TEXTE SOURCE
........

La Presse Canadienne|Mis à jour le 21 octobre 2024

Lac-Mégantic: le projet de voie de contournement est devenu «tabou»

La mairesse de Lac-Mégantic, Julie Morin, se tient près de la voie qui traverse toujours le centre-ville, le mercredi 16 octobre 2024, à Lac-Mégantic. (Photo: Ryan Remiorz / La Presse Canadienne)

Lac-Mégantic — Un jour de semaine, 12h56, à Lac-Mégantic, le ciel est bas, le lac est agité et un train du Canadien Pacifique siffle au centre-ville.

Les quelques clients attablés au Musi-Café l’entendent, même avec la musique rock qui est déversée des haut-parleurs. 

Des conteneurs orange Hapag-Lloyd succèdent à des wagons-citernes noirs. Du pétrole. Le train continue de défiler à basse vitesse. 

Tout près des banquettes du resto, une photo de l’ancienne façade de ce resto-bar, avant qu’il ne soit rasé comme tout le reste du centre-ville par la catastrophe ferroviaire du 6 juillet 2013. Beaucoup des 47 victimes se trouvaient dans ce bar. 

À 13h08 on aperçoit la queue du convoi. On entend les locomotives qui grondent en grimpant la côte… celle qui mène à Nantes. 

C’est là que le train fou de 72 wagons de pétrole brut de la Montreal Maine and Atlantic était stationné, sans conducteur, c’est là que la locomotive a pris feu et subi une avarie de ses freins, avant qu’il ne se mette à dévaler la pente, la deuxième plus longue au Canada.

Pas moins de 6 millions de litres de pétrole ont été déversés. Outre les 47 morts, 44 résidences et commerces ont été détruits, 2000 personnes ont été évacuées. 

«Vous n’êtes pas tannés» de voir passer encore des trains au centre-ville? demande-t-on à la serveuse.   
«Ah ouais… ils vont contourner…», a-t-elle répondu, en faisant allusion au projet de voie ferrée de contournement du centre-ville. 

Après la douleur, la détresse et la solidarité unanime qui ont suivi le cataclysme, le débat s’est envenimé sur la nécessité de la voie de contournement et il s’étire encore aujourd’hui.

........

EXTRAITS DE DONNÉES
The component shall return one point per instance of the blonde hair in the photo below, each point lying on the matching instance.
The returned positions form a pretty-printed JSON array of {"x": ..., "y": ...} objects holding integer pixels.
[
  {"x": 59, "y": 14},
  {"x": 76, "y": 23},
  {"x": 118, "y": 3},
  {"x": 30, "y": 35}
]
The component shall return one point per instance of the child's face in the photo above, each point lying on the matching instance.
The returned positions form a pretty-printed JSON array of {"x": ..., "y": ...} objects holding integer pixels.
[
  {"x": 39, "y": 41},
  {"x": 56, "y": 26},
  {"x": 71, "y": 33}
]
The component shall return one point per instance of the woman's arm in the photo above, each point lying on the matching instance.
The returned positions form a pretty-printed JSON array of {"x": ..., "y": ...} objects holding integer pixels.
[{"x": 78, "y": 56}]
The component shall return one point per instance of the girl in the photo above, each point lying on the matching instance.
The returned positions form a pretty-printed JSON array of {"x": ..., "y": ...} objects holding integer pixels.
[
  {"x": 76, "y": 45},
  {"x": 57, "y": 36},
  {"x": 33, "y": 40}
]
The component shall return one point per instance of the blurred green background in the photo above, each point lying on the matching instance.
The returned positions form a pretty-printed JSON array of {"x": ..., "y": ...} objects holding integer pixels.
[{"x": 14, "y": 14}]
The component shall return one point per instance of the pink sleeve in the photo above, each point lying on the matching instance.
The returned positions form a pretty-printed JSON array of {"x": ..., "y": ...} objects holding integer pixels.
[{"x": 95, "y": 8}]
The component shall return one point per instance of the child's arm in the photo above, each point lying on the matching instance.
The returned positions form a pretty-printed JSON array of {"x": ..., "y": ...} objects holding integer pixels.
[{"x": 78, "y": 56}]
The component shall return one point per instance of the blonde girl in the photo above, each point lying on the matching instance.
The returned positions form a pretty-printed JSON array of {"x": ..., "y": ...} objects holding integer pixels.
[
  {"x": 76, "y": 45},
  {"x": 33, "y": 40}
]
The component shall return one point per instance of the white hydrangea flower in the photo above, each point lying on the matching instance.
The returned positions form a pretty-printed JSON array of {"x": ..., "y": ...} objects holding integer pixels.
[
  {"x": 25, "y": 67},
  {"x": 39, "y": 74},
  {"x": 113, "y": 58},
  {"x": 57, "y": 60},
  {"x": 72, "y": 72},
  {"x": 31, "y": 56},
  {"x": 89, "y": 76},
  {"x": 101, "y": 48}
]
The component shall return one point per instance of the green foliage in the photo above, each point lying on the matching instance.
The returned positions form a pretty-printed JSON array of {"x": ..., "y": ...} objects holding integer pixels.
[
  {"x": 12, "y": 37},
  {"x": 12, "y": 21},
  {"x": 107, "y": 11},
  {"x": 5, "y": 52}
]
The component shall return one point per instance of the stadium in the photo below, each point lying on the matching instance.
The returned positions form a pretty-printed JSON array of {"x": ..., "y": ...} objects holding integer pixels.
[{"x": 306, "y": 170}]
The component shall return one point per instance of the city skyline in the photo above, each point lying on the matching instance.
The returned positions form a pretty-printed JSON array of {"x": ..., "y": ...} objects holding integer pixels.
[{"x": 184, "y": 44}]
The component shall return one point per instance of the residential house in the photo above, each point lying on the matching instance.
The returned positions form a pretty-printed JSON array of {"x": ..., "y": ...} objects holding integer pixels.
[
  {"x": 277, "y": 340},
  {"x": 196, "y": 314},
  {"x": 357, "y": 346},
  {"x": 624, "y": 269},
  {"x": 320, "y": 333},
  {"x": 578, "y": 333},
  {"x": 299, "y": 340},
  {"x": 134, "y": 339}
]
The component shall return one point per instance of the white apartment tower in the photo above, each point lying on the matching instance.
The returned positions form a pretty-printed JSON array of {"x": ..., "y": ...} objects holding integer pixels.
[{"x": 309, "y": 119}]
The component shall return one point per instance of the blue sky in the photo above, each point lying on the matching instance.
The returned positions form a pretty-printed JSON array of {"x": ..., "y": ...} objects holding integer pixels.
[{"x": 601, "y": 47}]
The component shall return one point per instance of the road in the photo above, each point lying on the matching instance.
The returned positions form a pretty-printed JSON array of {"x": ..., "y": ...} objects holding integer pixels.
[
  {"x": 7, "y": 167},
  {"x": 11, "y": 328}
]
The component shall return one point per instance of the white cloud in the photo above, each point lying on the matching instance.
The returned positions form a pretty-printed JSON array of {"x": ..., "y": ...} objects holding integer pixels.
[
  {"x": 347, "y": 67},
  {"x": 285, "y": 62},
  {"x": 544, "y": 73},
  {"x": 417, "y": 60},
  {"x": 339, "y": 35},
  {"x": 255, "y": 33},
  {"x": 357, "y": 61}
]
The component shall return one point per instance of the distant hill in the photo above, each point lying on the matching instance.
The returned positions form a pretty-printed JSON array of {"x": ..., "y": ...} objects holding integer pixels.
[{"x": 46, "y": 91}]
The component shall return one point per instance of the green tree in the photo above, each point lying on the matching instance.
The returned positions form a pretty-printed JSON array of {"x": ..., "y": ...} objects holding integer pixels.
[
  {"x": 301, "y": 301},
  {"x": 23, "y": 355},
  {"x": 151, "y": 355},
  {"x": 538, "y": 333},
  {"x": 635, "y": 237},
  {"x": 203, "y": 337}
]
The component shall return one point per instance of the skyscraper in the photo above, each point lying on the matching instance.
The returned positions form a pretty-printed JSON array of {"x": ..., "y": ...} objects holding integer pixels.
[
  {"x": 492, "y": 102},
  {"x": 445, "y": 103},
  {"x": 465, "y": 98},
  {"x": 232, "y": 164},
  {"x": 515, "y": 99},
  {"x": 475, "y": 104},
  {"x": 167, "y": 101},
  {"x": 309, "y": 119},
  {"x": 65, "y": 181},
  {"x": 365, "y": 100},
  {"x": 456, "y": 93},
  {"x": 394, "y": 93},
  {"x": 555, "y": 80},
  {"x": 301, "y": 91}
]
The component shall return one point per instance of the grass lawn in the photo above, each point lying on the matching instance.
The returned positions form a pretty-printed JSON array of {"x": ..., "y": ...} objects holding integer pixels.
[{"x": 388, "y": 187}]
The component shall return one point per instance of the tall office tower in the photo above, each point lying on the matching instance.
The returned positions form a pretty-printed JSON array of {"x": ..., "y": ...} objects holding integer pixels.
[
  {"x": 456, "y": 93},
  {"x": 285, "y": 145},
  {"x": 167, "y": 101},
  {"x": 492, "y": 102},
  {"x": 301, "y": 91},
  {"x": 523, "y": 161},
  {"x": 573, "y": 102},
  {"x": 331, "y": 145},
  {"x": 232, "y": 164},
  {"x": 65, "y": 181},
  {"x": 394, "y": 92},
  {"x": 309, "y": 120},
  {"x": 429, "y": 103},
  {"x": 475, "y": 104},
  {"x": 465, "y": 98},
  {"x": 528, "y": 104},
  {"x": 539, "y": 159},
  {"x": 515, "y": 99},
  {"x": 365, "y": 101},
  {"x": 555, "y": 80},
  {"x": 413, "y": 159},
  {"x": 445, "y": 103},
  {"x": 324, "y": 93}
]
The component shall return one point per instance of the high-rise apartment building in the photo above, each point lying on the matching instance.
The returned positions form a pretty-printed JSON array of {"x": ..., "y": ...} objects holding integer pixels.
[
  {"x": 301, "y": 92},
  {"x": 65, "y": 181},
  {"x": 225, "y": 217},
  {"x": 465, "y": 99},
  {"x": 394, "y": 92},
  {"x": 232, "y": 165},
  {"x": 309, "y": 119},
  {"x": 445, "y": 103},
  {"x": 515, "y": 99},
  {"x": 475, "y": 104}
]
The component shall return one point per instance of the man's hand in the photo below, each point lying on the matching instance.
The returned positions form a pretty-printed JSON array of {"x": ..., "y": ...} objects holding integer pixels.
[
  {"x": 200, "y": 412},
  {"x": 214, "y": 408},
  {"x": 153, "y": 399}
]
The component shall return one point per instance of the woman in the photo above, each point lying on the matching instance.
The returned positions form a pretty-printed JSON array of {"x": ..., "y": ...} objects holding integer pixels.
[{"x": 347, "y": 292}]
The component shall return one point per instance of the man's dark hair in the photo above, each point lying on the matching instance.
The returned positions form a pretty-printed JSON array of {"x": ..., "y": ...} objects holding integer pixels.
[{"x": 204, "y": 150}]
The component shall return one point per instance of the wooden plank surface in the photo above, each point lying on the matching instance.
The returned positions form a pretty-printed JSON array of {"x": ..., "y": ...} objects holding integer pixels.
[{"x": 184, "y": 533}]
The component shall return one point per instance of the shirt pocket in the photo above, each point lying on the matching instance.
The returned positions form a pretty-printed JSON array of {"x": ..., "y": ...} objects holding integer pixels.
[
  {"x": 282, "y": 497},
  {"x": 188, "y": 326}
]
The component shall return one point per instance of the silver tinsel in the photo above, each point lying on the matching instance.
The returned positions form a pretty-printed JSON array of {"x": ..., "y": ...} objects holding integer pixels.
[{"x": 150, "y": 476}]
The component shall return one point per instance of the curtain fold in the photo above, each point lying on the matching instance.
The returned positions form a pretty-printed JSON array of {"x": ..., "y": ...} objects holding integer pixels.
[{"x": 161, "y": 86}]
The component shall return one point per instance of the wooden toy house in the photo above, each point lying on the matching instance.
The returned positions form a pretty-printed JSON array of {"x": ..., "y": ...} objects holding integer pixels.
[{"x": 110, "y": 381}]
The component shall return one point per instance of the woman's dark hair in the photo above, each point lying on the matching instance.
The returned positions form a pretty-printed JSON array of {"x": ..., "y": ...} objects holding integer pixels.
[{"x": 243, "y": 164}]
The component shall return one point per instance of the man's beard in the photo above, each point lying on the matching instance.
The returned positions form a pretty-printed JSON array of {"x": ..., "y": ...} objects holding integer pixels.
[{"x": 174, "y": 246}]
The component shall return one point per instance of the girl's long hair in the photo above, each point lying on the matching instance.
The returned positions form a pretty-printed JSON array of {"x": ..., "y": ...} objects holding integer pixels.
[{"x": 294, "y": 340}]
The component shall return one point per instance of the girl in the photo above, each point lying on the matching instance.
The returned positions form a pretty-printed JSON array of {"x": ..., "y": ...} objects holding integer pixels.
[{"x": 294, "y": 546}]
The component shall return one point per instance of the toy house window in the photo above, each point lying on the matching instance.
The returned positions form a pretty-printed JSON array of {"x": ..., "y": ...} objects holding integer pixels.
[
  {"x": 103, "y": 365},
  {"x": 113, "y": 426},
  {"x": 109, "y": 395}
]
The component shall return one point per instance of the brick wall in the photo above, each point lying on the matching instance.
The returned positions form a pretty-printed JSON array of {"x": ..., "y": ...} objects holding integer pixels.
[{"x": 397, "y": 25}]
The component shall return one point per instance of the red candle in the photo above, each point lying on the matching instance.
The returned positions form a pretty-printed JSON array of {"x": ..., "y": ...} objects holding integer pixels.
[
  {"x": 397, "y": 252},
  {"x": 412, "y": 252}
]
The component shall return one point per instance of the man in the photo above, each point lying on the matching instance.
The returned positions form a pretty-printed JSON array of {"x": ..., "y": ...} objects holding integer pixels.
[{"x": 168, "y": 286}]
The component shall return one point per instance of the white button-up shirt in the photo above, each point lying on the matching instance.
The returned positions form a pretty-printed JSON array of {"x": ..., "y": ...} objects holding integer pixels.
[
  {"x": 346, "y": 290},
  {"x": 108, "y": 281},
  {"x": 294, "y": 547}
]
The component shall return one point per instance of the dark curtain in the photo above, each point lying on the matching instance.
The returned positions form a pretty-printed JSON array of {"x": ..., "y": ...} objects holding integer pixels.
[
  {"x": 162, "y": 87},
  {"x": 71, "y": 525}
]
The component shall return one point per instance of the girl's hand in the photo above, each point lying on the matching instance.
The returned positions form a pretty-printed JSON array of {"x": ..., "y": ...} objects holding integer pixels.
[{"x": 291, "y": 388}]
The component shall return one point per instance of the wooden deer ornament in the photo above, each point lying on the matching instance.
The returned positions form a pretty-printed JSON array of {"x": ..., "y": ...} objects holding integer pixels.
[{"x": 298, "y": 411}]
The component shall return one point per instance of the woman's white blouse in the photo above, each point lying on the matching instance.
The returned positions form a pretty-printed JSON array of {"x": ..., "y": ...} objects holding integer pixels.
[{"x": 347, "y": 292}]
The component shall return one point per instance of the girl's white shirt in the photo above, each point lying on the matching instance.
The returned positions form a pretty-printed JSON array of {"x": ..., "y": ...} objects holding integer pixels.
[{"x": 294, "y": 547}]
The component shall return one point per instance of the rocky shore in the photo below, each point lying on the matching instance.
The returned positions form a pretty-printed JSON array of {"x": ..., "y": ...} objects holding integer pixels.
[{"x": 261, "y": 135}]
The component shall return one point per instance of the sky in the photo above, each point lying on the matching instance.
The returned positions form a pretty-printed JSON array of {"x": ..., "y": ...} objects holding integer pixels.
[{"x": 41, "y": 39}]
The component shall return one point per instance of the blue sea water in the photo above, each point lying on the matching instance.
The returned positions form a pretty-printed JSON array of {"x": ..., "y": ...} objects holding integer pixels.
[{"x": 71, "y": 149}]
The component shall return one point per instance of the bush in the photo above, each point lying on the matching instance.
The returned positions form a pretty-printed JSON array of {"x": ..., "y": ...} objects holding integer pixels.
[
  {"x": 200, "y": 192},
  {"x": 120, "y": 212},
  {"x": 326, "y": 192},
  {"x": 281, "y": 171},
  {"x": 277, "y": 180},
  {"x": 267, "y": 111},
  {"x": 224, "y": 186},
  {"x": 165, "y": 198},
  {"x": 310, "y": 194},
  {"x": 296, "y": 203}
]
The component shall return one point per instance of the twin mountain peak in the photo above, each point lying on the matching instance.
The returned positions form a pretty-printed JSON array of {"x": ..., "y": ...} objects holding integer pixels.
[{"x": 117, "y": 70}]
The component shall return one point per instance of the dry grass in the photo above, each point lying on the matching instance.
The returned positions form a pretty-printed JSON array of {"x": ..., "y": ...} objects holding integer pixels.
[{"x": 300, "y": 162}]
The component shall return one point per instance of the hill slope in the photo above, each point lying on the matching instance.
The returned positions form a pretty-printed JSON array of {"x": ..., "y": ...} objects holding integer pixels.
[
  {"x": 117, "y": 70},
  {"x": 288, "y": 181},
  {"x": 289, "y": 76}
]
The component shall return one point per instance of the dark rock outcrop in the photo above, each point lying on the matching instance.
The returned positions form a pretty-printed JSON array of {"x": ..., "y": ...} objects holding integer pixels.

........

Reproduisez mot pour mot la portion de l'article sur Lac-Mégantic qui commence par « À 13h08 on aperçoit » et se termine par « à la serveuse. ».

RÉPONSE À LA TÂCHE
À 13h08 on aperçoit la queue du convoi. On entend les locomotives qui grondent en grimpant la côte… celle qui mène à Nantes. 

C’est là que le train fou de 72 wagons de pétrole brut de la Montreal Maine and Atlantic était stationné, sans conducteur, c’est là que la locomotive a pris feu et subi une avarie de ses freins, avant qu’il ne se mette à dévaler la pente, la deuxième plus longue au Canada.

Pas moins de 6 millions de litres de pétrole ont été déversés. Outre les 47 morts, 44 résidences et commerces ont été détruits, 2000 personnes ont été évacuées. 

«Vous n’êtes pas tannés» de voir passer encore des trains au centre-ville? demande-t-on à la serveuse.